We visited oz last year for 4 wks and spent 10 days in Brisbane with friends who live in forest lake. They emigrated about 3 years ago and love it. Thats why we went out to see if it was for us. But my hubby always fancied Canada. I thought it was just freezing all year and wasn't interested but since researching and our trip there i loved it. We loved Oz too particularly Perth,Brisbane and Sydney - but its so expensive. And there was'nt many Gas jobs available for my husband mainly plumbing so he was unsure. And of course the 24hr journey put us off slightly too!! Vancouver is a 9hr flight from the U.K so its fine. Although we did find a lot of similarities with oz just add snow topped mountains and lakes everywhere !!. Thats probably why we like it so much. 
Well i hope your other half comes round tell him to just think of it as an adventure and if it doesn't work out at least you have some thing to tell the grandkids lol!!
Type in Kelowna on the internet search and you can play a DVD that may sway him. I was worried about the winters but in Kelowna there not as cold they don't get loads of snow but yet if you want it the ski resorts are only30 mins away!!
Good Luck - you never know we may be neighbours one day!!!
Maria


----------



## Kell_from_AUS (Jun 10, 2010)

Jared said:


> Hey Kell,
> 
> Just a thought - you and your husband are both able to get the 24 month working holiday permit available to Australians under 31. You are able to work for the whole period, for any employer you choose, and want to stay longer, apply for another one when you're 30.5 and renew it just before you turn 31.
> 
> ...


Hi Jared,

Thanks for writing. How hard was it to obtain this visa? I have looked into this further, and it seems as though this would be right for us, and the kids would need to have student visa's. So far ths vsa stuff has been the most tme consuming thing to work through!!!
But, slowly I am cracking the code - yay 

Thanks also for the link - good info there for us. Good luck with the move back home (soonish...) and congrats on the twins - no wonder you desire family support 

Kell


----------



## Kell_from_AUS (Jun 10, 2010)

Auld Yin said:


> One area of Canada you may want to consider is what's known as the Maritimes, the east cost which comprises of the Provinces of New Brunswick, Nova Scotia amd Prince Edward Island. Many immigrants' reports I've read indicate a high level of satisfaction with the area where housing is considerably cheaper. Scenery is great and, of course, the ocean is on your doorstep.
> The downsides for you might be that it's considerably further away from Oz and it does experience Canadian winters. If everything else was to go well for you the winter is the one thing you may find difficult to accept, particularly considering where you come from. Winters in Canada must be embraced or all is lost. There is much winter activity available so if people get out and use the facilities they most often enjoy the fun to be had. Skating, skiing (downhill and cross-country), snowshoeing,
> ski-dooing, curling, etc, etc.


Hi again,
Thanks for the tip, I will look into it, however, I still think I would be safer going for an area that doesn't experience such extreme winters. I mean, we are not naive, we know that anywhere over there is going to have winters that are extreme in comparison to ours! But something a little more mild.
I was told to have a look at Kelowna. Their winter does not seem as harsh. Have you been there, or do you know what the winter is like there? Let me know your thoughts if you have. I'm very interested.
I'm not sure how easy it would be to find work in Kelowna, compared to the bigger cities though. This definately needs to be taken into consideration.

Thanks again!

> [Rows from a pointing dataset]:

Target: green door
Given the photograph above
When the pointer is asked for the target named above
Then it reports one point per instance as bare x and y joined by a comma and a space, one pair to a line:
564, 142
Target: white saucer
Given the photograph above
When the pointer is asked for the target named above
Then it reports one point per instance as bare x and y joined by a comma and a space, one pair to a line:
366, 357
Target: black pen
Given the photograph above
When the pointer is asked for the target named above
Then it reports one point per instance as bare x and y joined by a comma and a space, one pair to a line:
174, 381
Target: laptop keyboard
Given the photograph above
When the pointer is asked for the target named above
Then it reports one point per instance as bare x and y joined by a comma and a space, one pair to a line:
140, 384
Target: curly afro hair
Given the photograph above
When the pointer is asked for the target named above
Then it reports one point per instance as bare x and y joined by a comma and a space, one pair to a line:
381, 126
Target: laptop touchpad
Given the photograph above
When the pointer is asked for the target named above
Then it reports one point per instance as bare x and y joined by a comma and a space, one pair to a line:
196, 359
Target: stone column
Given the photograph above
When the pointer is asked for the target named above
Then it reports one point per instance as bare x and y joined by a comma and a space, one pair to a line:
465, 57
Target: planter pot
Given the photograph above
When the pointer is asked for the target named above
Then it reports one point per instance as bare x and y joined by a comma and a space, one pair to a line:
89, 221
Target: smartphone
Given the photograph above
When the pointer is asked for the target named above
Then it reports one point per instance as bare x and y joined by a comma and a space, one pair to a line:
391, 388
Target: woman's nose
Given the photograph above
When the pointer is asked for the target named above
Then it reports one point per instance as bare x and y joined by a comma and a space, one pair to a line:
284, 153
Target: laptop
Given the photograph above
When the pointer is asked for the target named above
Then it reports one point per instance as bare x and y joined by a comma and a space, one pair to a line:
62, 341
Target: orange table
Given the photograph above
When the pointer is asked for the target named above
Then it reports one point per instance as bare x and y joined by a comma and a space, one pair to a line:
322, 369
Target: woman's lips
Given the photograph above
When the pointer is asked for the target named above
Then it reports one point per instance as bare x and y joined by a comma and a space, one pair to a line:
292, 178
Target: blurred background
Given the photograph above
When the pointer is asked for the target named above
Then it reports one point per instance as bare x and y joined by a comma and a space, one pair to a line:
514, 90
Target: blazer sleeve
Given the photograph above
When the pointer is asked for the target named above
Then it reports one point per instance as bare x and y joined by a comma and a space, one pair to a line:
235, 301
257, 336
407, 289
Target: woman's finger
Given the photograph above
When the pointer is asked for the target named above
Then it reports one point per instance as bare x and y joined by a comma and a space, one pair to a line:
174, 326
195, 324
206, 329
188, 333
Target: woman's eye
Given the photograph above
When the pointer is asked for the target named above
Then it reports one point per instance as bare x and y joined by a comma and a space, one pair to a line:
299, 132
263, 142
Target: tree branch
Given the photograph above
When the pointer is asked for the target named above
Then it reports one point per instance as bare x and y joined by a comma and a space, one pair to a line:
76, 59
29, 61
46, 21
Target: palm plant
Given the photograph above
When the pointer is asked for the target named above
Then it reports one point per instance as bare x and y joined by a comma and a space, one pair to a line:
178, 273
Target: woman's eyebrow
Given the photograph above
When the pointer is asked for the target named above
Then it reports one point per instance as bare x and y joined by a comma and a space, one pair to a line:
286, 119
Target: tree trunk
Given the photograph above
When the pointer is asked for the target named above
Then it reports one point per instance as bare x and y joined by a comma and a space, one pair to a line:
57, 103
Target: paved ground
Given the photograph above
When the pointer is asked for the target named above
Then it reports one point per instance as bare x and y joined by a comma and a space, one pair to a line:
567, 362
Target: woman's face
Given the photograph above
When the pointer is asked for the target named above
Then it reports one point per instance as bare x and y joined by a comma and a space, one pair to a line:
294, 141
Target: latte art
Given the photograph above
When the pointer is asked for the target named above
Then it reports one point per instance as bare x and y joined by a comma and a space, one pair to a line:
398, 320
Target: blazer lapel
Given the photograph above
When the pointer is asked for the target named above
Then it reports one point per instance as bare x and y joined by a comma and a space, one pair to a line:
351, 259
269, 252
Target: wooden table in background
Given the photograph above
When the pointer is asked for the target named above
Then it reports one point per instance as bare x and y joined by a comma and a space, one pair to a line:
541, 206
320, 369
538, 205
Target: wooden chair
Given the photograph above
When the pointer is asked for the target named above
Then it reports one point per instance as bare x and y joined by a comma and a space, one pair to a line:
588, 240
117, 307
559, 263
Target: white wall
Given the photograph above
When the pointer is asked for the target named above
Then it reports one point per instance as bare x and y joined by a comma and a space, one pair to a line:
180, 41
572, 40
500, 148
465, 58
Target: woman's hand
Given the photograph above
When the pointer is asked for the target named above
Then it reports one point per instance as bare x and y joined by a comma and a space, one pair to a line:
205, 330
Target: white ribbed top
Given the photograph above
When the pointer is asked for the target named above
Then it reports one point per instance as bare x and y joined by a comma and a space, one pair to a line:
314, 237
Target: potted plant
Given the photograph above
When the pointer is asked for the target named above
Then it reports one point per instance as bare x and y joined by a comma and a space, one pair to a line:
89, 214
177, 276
* * *
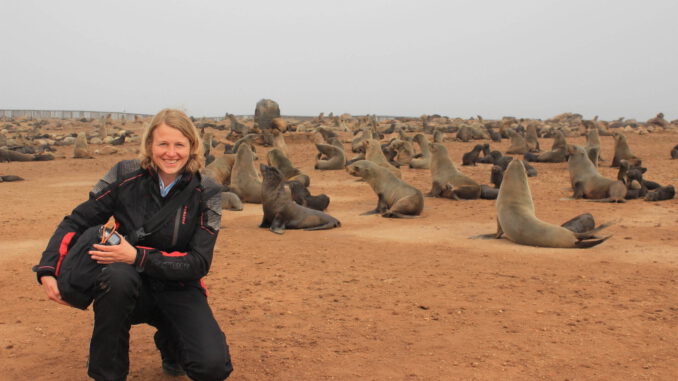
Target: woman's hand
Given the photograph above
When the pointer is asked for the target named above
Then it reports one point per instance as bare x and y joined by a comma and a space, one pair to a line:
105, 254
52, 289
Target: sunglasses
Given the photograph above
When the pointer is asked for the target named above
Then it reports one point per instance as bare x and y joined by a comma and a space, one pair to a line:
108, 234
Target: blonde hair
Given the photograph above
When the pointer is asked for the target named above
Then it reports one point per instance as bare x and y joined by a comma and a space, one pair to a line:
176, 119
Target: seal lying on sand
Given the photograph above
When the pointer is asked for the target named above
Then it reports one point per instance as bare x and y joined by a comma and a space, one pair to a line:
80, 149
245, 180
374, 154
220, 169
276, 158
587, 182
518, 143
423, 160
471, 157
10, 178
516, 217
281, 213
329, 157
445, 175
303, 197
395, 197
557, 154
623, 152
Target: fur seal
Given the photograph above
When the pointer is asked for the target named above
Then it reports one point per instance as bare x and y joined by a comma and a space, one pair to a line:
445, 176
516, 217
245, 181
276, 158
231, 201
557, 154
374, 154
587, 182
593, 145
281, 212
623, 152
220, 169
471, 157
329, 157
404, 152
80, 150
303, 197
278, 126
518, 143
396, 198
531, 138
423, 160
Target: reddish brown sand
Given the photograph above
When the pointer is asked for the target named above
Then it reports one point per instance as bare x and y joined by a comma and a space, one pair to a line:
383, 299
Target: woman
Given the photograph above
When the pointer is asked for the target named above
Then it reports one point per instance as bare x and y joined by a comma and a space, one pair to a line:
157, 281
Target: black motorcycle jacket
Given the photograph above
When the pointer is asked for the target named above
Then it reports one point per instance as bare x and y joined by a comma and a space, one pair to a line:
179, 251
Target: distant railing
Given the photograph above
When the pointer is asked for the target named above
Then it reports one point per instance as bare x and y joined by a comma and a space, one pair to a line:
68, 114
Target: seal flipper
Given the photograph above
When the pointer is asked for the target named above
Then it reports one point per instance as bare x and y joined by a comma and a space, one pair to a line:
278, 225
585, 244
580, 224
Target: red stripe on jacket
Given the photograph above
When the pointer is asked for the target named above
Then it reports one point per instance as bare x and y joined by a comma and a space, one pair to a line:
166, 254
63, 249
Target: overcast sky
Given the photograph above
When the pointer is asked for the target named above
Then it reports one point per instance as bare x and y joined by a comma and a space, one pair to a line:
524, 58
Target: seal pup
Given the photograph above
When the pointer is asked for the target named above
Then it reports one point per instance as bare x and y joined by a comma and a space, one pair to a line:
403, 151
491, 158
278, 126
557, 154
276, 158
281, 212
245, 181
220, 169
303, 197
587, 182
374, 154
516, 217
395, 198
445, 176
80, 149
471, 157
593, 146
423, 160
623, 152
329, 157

> [To do]:
A) In the forum thread about moving to Canada, copy word for word the part that opens with "I was told to" and closes with "Thanks again!".
B) According to the forum thread about moving to Canada, how long is the flight from the U.K. to Vancouver?

> [Exercise answers]:
A)
I was told to have a look at Kelowna. Their winter does not seem as harsh. Have you been there, or do you know what the winter is like there? Let me know your thoughts if you have. I'm very interested.
I'm not sure how easy it would be to find work in Kelowna, compared to the bigger cities though. This definately needs to be taken into consideration.

Thanks again!

B) It is a 9-hour flight.